GIVEN INSTRUCTION: Quote word for word the stretch from "By Peter Baker" through "of the past." in the article on the Good Friday Agreement anniversary below.

SUPPLIED PASSAGE:
--- BEGIN ---

By Peter Baker
President Joe Biden leaves Tuesday for Northern Ireland to mark the 25th anniversary of the Good Friday Agreement, which ended decades of sectarian violence. But the commemoration also serves as an unspoken reminder that such diplomatic breakthroughs have become a thing of the past.
At a time of ferocious warfare in Europe and crackling tension elsewhere around the globe, the sort of bold, painstaking negotiation that brought peace to the Emerald Isle a quarter-century ago has largely disappeared from the scene. Bargaining tables sit empty these days. Shuttle diplomacy planes have been grounded. Treaties are more likely to be broken than brokered.
It would be too much to call it the death of diplomacy, but there certainly is a dearth of diplomacy for now. While Biden fervently believes in deal-making, his efforts to revive the Iran nuclear accord have collapsed, and it is widely considered futile to even try to end the long-running Israeli-Palestinian conflict or negotiate with North Korea at this point. The Russians have suspended the New START treaty, the last major Russian-American arms control agreement, and there appears to be little prospect for diplomacy to halt the fighting in Ukraine in the near term.

--- END ---

AVAILABLE DATA:
--- BEGIN ---

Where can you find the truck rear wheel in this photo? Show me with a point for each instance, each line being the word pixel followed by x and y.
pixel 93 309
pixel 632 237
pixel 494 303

--- END ---

SOLUTION TO THIS PROBLEM:
By Peter Baker
President Joe Biden leaves Tuesday for Northern Ireland to mark the 25th anniversary of the Good Friday Agreement, which ended decades of sectarian violence. But the commemoration also serves as an unspoken reminder that such diplomatic breakthroughs have become a thing of the past.